Swap "Trace" for "Draw" everywhere in the entries below, and write the entries out again with nothing else changed. Leave the pictures out.

= = =

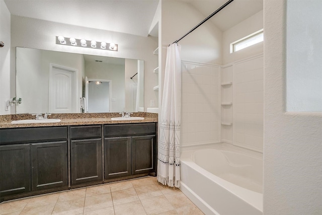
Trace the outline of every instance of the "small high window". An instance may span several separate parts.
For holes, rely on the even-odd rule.
[[[263,29],[255,32],[230,44],[230,53],[239,51],[264,41]]]

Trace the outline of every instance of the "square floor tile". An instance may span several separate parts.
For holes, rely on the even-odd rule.
[[[71,190],[60,193],[57,202],[68,201],[84,198],[86,194],[86,188]]]
[[[126,190],[127,189],[133,188],[133,187],[132,183],[131,183],[130,181],[110,184],[110,187],[111,187],[111,192]]]
[[[99,210],[84,212],[84,215],[114,215],[113,206],[100,209]]]
[[[181,191],[167,192],[165,196],[175,208],[193,205],[193,203]]]
[[[112,192],[114,206],[139,200],[134,188],[119,190]]]
[[[73,215],[83,213],[85,198],[57,202],[54,207],[52,214]]]
[[[51,214],[54,206],[55,204],[51,204],[34,207],[25,207],[20,214],[21,215]]]
[[[25,208],[55,204],[60,194],[60,193],[53,193],[30,198]]]
[[[174,209],[163,195],[142,199],[141,202],[148,214],[158,214]]]
[[[85,198],[84,212],[113,206],[111,193],[103,193]]]
[[[24,209],[30,199],[27,198],[2,203],[0,204],[0,214],[21,211]]]
[[[86,197],[111,192],[109,184],[89,187],[86,188]]]
[[[140,201],[135,201],[114,206],[115,215],[143,215],[146,213]]]
[[[148,177],[142,178],[133,180],[133,181],[131,181],[131,182],[133,187],[138,187],[142,186],[155,184],[156,183],[156,177]]]
[[[176,210],[178,214],[181,215],[204,215],[204,213],[195,205],[179,207]]]
[[[139,198],[141,200],[150,197],[163,195],[159,188],[157,188],[157,186],[155,184],[136,187],[135,190]]]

= = =

(Correct output)
Draw the outline of every instance of the "small high window". An instance may span several separate parts.
For holes, rely on the even-odd rule.
[[[263,29],[255,32],[230,44],[230,53],[239,51],[264,41]]]

Draw the outline of every instance of the "square floor tile". An instance may span several separate parts.
For holes, rely on the even-odd rule.
[[[71,190],[60,193],[57,202],[68,201],[84,198],[86,194],[86,188]]]
[[[126,190],[127,189],[133,188],[133,187],[132,183],[131,183],[130,181],[110,184],[110,187],[111,187],[111,192]]]
[[[99,210],[84,212],[84,215],[114,215],[113,206],[100,209]]]
[[[181,191],[167,192],[165,196],[175,208],[193,205],[193,203]]]
[[[112,192],[114,206],[139,200],[134,188],[119,190]]]
[[[73,215],[83,213],[85,198],[57,202],[54,207],[52,214]]]
[[[51,214],[54,206],[55,204],[51,204],[34,207],[25,207],[20,214],[21,215]]]
[[[25,208],[55,204],[60,194],[60,193],[53,193],[30,198]]]
[[[174,209],[163,195],[142,199],[141,202],[148,214],[158,214]]]
[[[85,198],[84,212],[113,206],[111,193],[103,193]]]
[[[24,209],[30,199],[27,198],[2,203],[0,204],[0,214],[21,211]]]
[[[86,197],[111,192],[109,184],[89,187],[86,188]]]
[[[140,201],[135,201],[114,206],[115,215],[143,215],[146,213]]]
[[[148,177],[142,178],[133,180],[133,181],[131,181],[131,182],[133,187],[138,187],[142,186],[155,184],[156,183],[156,177]]]
[[[176,210],[178,214],[181,215],[204,215],[204,213],[195,205],[179,207]]]
[[[139,198],[141,200],[150,197],[163,195],[159,188],[157,188],[157,186],[155,184],[136,187],[135,190]]]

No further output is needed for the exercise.